Task goal |
Repeat the records exactly, minus the pictures.

[Supplied entries Boundary: Start]

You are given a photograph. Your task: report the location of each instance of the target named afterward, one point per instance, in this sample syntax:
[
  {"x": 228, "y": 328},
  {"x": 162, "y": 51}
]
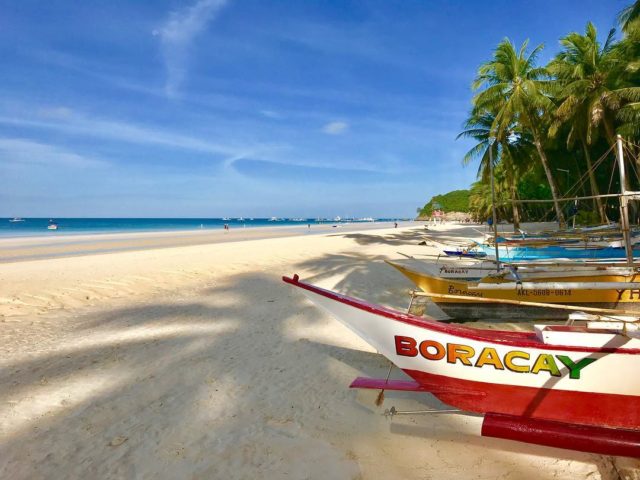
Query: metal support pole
[
  {"x": 624, "y": 204},
  {"x": 493, "y": 206}
]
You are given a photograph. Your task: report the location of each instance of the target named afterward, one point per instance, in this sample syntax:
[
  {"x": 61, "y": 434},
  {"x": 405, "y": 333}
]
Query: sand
[{"x": 196, "y": 361}]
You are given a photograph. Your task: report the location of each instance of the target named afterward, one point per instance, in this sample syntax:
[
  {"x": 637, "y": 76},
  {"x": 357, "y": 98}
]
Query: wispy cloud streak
[
  {"x": 177, "y": 35},
  {"x": 18, "y": 150}
]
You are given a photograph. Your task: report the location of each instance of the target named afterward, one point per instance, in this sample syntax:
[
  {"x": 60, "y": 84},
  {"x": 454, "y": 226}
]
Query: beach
[{"x": 184, "y": 355}]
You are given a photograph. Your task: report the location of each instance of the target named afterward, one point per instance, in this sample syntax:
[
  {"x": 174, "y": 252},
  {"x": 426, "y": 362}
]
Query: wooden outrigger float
[{"x": 573, "y": 387}]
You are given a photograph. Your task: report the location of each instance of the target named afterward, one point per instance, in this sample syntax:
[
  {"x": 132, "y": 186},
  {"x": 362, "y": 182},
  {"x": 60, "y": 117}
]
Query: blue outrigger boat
[{"x": 515, "y": 253}]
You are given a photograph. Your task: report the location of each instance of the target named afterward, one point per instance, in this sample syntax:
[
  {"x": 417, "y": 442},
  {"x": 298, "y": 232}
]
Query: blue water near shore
[{"x": 38, "y": 226}]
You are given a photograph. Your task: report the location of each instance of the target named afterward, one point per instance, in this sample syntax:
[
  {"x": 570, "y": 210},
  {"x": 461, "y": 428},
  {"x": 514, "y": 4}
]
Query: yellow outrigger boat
[{"x": 607, "y": 291}]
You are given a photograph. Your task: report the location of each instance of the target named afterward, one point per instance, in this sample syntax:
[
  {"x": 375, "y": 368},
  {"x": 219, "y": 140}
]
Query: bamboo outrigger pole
[
  {"x": 624, "y": 204},
  {"x": 493, "y": 206}
]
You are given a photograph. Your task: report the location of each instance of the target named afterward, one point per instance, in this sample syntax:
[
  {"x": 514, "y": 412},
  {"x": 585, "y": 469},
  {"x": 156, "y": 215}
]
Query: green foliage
[
  {"x": 455, "y": 201},
  {"x": 547, "y": 126}
]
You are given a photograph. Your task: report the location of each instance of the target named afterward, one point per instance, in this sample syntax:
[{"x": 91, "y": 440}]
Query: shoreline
[{"x": 21, "y": 249}]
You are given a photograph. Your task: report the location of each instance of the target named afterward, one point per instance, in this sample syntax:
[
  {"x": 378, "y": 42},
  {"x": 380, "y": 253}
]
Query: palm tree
[
  {"x": 628, "y": 15},
  {"x": 582, "y": 69},
  {"x": 518, "y": 92},
  {"x": 508, "y": 152}
]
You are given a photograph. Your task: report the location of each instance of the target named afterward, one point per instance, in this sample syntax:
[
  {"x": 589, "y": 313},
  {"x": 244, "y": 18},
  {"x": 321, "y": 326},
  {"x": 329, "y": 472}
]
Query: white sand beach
[{"x": 197, "y": 361}]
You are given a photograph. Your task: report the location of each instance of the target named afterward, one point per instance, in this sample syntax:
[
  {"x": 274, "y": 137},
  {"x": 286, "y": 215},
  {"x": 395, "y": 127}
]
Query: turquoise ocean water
[{"x": 66, "y": 226}]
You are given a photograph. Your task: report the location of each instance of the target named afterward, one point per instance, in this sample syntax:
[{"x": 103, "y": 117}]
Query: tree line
[{"x": 548, "y": 128}]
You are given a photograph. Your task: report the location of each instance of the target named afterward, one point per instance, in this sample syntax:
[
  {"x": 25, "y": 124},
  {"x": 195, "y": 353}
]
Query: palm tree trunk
[
  {"x": 514, "y": 205},
  {"x": 550, "y": 179},
  {"x": 592, "y": 182}
]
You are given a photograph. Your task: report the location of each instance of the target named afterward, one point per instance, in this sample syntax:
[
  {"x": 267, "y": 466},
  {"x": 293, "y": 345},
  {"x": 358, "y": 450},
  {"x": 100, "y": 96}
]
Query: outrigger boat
[
  {"x": 578, "y": 252},
  {"x": 523, "y": 271},
  {"x": 457, "y": 298},
  {"x": 573, "y": 387}
]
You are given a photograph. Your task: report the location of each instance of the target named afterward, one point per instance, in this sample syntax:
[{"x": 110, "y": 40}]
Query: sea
[{"x": 39, "y": 226}]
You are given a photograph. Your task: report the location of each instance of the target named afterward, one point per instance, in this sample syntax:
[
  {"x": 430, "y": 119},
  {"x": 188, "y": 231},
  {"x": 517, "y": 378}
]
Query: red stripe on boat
[
  {"x": 604, "y": 441},
  {"x": 587, "y": 408}
]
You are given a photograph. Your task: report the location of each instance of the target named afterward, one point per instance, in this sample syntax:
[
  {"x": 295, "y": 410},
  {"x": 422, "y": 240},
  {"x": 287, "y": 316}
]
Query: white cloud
[
  {"x": 271, "y": 114},
  {"x": 18, "y": 150},
  {"x": 335, "y": 128},
  {"x": 177, "y": 34}
]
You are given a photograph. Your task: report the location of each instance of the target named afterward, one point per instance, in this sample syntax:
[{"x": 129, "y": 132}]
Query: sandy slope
[{"x": 198, "y": 362}]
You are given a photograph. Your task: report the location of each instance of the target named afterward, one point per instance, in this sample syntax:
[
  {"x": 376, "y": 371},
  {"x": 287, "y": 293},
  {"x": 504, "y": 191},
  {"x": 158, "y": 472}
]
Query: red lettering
[
  {"x": 439, "y": 350},
  {"x": 406, "y": 346}
]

[Supplied entries Boundary: End]

Answer for the task |
You are given a photograph. Your task: report the location of each instance of the target named afterward, one point per instance, in this sample syntax:
[
  {"x": 228, "y": 328},
  {"x": 162, "y": 51}
]
Query: metal support pole
[
  {"x": 624, "y": 204},
  {"x": 493, "y": 206}
]
You are given a photograph. Your task: report the location of each instance of the target named afterward, one point per instance, in this sample syntax:
[
  {"x": 61, "y": 434},
  {"x": 405, "y": 333}
]
Query: sand
[{"x": 196, "y": 361}]
You are given a photograph. Your task: report the location of each instance of the target named afterward, one point per instance, in this sample syntax:
[
  {"x": 637, "y": 76},
  {"x": 357, "y": 98}
]
Query: wispy cloud streak
[
  {"x": 177, "y": 35},
  {"x": 18, "y": 150}
]
You are given a photograph. Your task: report the location of each instance of the target named afterward, one point per instance, in this sample syntax:
[
  {"x": 60, "y": 84},
  {"x": 454, "y": 226}
]
Query: beach
[{"x": 184, "y": 355}]
You are given a photograph. Your task: report the location of each instance of the target named afterward, one point per instance, in this sample syntax:
[
  {"x": 174, "y": 252},
  {"x": 426, "y": 362}
]
Query: wooden outrigger float
[{"x": 573, "y": 387}]
You are given a photograph. Your task: report the location of each instance of the target named afterward, one point per instance, in this sample syntax:
[
  {"x": 132, "y": 186},
  {"x": 362, "y": 182},
  {"x": 60, "y": 117}
]
Query: blue outrigger boat
[{"x": 515, "y": 253}]
You are given a photograph. Your task: report the location of each instance of the target named afterward, one point per instance, in this sample syntax:
[
  {"x": 417, "y": 442},
  {"x": 298, "y": 232}
]
Query: blue water near shore
[{"x": 38, "y": 226}]
You are given a photograph. Your task: report the location of each instance of the target named afterward, one point per instance, in this sample syntax:
[
  {"x": 570, "y": 210},
  {"x": 461, "y": 428},
  {"x": 514, "y": 4}
]
Query: yellow outrigger boat
[{"x": 607, "y": 291}]
You are given a photograph. Your task: report the location of each instance of the target named afterward, one point per instance, in this sample syntax:
[
  {"x": 375, "y": 368},
  {"x": 219, "y": 140}
]
Query: bamboo outrigger pole
[
  {"x": 624, "y": 204},
  {"x": 493, "y": 206}
]
You are given a photograph. Your task: report the location of each instance of the target named afterward, one point per instance, in this sample syntax:
[
  {"x": 514, "y": 412},
  {"x": 585, "y": 469},
  {"x": 156, "y": 215}
]
Query: green foliage
[
  {"x": 455, "y": 201},
  {"x": 547, "y": 126}
]
You are given a photograph. Your task: report the location of each instance of the target named afterward, one point per instance, in this sample syntax:
[{"x": 91, "y": 440}]
Query: shoreline
[{"x": 21, "y": 249}]
You are given a photograph. Your task: report the location of each instance of the target named afterward, one point per instance, in this sample syntax:
[
  {"x": 378, "y": 42},
  {"x": 380, "y": 253}
]
Query: palm tree
[
  {"x": 628, "y": 15},
  {"x": 582, "y": 69},
  {"x": 518, "y": 92},
  {"x": 508, "y": 152}
]
You are given a photograph. Your task: report the location of each instance of the target named afterward, one point per instance, in this sample syntax:
[
  {"x": 589, "y": 313},
  {"x": 244, "y": 18},
  {"x": 321, "y": 326},
  {"x": 329, "y": 472}
]
Query: white sand beach
[{"x": 197, "y": 361}]
You are given a photograph. Your task: report the location of each instance of the target named afterward, one point per instance, in this sample syntax:
[
  {"x": 274, "y": 137},
  {"x": 286, "y": 215},
  {"x": 395, "y": 127}
]
Query: turquoise ocean water
[{"x": 66, "y": 226}]
You are given a photograph. Your task: report the location of each instance of the target named afterward, one point per instance, in this sample syntax:
[{"x": 103, "y": 117}]
Query: tree line
[{"x": 548, "y": 128}]
You are given a photograph. Your task: report the location of each instance of the target named afterward, one point per instance, in this sample syntax:
[
  {"x": 25, "y": 124},
  {"x": 195, "y": 353}
]
Query: palm tree trunk
[
  {"x": 514, "y": 205},
  {"x": 550, "y": 179},
  {"x": 592, "y": 182}
]
You are given a photograph. Your task: report the location of each instance of the target named afterward, one point per instance, in this sample syntax:
[
  {"x": 267, "y": 466},
  {"x": 293, "y": 345},
  {"x": 358, "y": 450},
  {"x": 100, "y": 96}
]
Query: outrigger boat
[
  {"x": 578, "y": 252},
  {"x": 523, "y": 271},
  {"x": 457, "y": 298},
  {"x": 573, "y": 387}
]
You are given a photograph. Your task: report the location of each instance of the target named afterward, one point per instance, in this sample syntax:
[{"x": 110, "y": 40}]
Query: sea
[{"x": 39, "y": 226}]
You are given a photograph. Your task: report the location of each instance of the target named afterward, one point per instance, in this sample syntax:
[
  {"x": 430, "y": 119},
  {"x": 188, "y": 231},
  {"x": 517, "y": 378}
]
Query: red stripe on boat
[
  {"x": 604, "y": 441},
  {"x": 587, "y": 408}
]
You are given a photograph. Your task: report the location of each instance of the target named afterward, one point per instance, in this sample syntax:
[
  {"x": 295, "y": 410},
  {"x": 422, "y": 240},
  {"x": 287, "y": 316}
]
Query: white cloud
[
  {"x": 271, "y": 114},
  {"x": 18, "y": 150},
  {"x": 335, "y": 128},
  {"x": 177, "y": 34}
]
You are given a photograph. Your task: report the location of each instance of the target named afterward, one point per instance, in this sample syntax:
[{"x": 129, "y": 132}]
Query: sandy slope
[{"x": 198, "y": 362}]
You are given a photograph. Your task: report the location of each instance of the target named afterward, one point per instance, in this sample syntax:
[
  {"x": 376, "y": 371},
  {"x": 287, "y": 293},
  {"x": 504, "y": 191},
  {"x": 158, "y": 472}
]
Query: red lettering
[
  {"x": 439, "y": 350},
  {"x": 406, "y": 346}
]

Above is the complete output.